* _Exercise_: Take the line containing "Task: indicate each instance of the green band" and all lines after it to the end of the records, and output them exactly.

* _Supplied data_:
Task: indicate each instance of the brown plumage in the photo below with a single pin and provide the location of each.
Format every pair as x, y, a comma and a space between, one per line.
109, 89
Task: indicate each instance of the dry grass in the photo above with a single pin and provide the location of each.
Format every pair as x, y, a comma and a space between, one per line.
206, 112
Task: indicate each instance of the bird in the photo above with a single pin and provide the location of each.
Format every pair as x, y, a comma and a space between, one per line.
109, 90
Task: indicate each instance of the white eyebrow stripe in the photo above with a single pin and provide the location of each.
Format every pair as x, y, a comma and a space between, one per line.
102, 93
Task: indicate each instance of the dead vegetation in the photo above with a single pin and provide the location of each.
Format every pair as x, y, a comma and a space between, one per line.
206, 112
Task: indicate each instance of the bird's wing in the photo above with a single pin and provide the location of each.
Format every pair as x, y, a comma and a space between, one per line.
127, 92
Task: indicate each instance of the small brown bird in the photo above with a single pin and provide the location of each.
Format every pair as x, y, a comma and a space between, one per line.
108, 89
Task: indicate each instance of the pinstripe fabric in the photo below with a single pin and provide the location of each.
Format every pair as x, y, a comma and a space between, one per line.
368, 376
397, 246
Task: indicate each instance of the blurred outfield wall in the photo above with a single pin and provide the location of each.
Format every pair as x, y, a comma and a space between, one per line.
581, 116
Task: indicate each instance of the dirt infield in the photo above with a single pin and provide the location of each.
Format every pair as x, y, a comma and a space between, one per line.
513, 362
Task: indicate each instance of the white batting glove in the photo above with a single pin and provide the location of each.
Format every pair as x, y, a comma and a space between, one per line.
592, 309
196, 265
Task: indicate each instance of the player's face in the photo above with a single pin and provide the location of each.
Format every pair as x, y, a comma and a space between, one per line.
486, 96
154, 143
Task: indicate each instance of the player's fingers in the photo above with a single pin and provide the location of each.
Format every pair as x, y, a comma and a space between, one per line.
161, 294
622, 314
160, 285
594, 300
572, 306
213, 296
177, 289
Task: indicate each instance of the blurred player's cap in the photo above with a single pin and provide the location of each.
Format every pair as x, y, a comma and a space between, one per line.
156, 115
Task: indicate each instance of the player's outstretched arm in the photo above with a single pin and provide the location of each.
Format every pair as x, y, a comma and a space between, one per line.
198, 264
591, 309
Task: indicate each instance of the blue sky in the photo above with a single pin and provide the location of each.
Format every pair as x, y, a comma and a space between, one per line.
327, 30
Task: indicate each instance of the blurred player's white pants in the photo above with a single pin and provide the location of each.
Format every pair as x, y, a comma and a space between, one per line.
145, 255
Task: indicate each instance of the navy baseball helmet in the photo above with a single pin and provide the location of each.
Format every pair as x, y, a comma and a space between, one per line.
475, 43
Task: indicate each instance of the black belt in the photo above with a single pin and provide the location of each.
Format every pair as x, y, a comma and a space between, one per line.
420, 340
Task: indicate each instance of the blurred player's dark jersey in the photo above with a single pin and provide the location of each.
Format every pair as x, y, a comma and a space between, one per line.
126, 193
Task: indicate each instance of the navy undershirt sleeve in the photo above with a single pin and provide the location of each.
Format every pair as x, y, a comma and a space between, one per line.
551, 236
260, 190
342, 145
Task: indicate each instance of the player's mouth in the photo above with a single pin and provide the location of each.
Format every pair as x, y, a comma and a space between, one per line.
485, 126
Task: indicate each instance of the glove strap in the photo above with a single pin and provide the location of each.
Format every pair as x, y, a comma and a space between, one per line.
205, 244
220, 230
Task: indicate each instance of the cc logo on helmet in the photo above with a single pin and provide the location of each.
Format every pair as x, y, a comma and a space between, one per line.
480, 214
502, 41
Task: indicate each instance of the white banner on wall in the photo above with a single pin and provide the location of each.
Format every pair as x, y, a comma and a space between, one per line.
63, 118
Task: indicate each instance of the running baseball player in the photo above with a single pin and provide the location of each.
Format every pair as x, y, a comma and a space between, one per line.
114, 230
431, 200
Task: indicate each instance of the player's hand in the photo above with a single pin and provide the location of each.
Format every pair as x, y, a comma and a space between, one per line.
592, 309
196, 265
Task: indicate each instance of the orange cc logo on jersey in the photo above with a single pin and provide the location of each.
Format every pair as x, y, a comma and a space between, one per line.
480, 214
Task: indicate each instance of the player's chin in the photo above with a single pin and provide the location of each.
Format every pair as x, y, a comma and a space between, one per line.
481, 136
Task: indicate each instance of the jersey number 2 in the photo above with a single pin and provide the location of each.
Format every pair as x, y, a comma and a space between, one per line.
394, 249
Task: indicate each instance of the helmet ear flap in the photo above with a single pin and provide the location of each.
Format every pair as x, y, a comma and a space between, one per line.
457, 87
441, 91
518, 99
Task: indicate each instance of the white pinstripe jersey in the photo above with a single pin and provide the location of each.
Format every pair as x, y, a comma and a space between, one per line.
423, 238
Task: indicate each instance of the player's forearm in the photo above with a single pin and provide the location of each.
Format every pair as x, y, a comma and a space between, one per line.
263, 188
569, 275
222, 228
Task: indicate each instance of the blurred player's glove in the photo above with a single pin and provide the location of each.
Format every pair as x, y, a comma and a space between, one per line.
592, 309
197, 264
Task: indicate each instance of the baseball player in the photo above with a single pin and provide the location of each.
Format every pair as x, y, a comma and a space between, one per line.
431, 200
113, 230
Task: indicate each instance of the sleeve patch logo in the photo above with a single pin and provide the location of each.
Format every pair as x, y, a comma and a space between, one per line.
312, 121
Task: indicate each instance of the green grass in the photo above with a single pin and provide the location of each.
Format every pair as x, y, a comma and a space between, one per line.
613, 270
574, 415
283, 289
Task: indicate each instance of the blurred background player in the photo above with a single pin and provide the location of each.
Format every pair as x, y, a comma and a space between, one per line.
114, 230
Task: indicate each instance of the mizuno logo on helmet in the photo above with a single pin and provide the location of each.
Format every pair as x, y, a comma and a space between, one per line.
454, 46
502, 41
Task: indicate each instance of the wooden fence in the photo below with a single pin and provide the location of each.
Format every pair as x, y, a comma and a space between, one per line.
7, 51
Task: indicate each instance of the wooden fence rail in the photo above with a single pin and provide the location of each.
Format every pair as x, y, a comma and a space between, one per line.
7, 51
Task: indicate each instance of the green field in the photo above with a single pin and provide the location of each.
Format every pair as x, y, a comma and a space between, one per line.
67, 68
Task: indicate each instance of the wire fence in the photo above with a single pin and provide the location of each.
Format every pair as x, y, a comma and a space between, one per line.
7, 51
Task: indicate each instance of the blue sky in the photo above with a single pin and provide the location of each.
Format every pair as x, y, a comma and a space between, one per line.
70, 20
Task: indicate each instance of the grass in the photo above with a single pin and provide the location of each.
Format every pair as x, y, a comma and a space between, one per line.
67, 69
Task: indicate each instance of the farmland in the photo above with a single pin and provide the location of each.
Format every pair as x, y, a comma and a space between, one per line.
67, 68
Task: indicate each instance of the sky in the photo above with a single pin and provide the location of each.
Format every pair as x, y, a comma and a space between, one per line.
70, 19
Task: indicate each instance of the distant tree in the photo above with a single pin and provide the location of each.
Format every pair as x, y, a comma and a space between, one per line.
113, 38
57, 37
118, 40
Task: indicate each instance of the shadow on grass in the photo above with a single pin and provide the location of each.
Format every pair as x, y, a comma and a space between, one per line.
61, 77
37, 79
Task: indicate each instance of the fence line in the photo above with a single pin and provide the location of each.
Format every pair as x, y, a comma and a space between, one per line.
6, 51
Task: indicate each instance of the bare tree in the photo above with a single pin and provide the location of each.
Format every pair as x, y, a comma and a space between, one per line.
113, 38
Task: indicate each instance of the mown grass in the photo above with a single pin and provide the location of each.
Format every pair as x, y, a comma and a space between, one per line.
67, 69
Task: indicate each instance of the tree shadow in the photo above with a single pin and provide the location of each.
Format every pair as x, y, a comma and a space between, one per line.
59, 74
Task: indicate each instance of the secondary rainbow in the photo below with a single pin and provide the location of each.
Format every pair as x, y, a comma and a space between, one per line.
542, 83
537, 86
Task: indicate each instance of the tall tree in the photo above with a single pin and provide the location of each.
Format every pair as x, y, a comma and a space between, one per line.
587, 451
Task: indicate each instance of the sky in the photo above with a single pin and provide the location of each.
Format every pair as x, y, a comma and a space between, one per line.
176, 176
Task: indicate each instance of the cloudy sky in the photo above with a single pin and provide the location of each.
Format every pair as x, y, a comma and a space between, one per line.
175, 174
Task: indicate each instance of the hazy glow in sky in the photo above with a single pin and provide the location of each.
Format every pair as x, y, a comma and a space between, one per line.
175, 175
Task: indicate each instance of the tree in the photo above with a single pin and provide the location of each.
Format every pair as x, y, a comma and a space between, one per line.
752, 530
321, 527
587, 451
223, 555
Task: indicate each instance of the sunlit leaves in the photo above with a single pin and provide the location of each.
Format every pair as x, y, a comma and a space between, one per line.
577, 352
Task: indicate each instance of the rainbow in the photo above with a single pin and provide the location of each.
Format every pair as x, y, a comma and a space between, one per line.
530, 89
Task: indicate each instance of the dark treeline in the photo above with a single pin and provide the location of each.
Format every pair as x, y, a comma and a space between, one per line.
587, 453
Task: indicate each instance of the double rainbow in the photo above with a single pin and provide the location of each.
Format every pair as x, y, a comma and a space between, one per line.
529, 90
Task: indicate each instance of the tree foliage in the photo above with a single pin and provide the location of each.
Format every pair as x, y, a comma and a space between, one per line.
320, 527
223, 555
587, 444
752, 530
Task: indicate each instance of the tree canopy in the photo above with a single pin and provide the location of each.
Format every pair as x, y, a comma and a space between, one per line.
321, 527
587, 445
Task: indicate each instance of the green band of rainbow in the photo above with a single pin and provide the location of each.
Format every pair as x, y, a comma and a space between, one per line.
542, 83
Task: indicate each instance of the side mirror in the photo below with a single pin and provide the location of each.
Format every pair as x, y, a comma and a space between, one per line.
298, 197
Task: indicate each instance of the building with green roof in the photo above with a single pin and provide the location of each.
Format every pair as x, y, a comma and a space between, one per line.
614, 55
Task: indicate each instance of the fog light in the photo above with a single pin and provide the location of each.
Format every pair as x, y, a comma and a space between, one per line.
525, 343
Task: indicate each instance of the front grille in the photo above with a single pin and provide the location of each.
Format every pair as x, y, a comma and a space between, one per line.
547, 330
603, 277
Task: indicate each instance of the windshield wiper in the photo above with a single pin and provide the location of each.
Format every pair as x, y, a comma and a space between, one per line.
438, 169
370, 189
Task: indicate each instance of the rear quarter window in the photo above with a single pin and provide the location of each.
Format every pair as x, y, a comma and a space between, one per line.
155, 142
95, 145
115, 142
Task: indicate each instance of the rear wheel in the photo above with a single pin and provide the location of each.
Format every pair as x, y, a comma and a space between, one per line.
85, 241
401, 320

* _Written response_:
Task: indicate each instance of the green band of rainbow in the photo above with a single pin and provide the location of each.
Format every pair as x, y, a comma and a space between, one per line.
542, 83
Task: indicate each instance of the side mirror in the photo below with a single pin and provide the location of each.
Format every pair as x, y, a comma and a space between, one per line.
298, 197
Task: indicate each instance of the building with green roof in the photo above with a single pin and provide the location of each.
Format every pair as x, y, a comma and a space between, one per line.
614, 55
Task: indicate each instance of the fog light in the photo above with a single pin and provide the location of each.
Format every pair as x, y, a comma and a space between, one per line.
525, 343
Task: indicate each instance of the front grille in the photo above with a single pin and provide the location of each.
Format every pair as x, y, a comma and a space between, one per line.
547, 330
603, 277
Task: indicate each instance of the windshield wiper in the photo above with a single pin and provide the location of each.
Format every pair as x, y, a comma and a space between, one per line.
438, 169
370, 189
Task: indicate each instance of the rear quarter window in the photo above with a single pin and provide the location of each.
Format every pair as x, y, a comma and a space between, one per line.
155, 142
95, 145
115, 142
Task: indicate each instance of the rear wheel in the photo above with a single pin and provide the location of each.
Format every pair as x, y, a comma and a space between, one per line.
85, 241
401, 320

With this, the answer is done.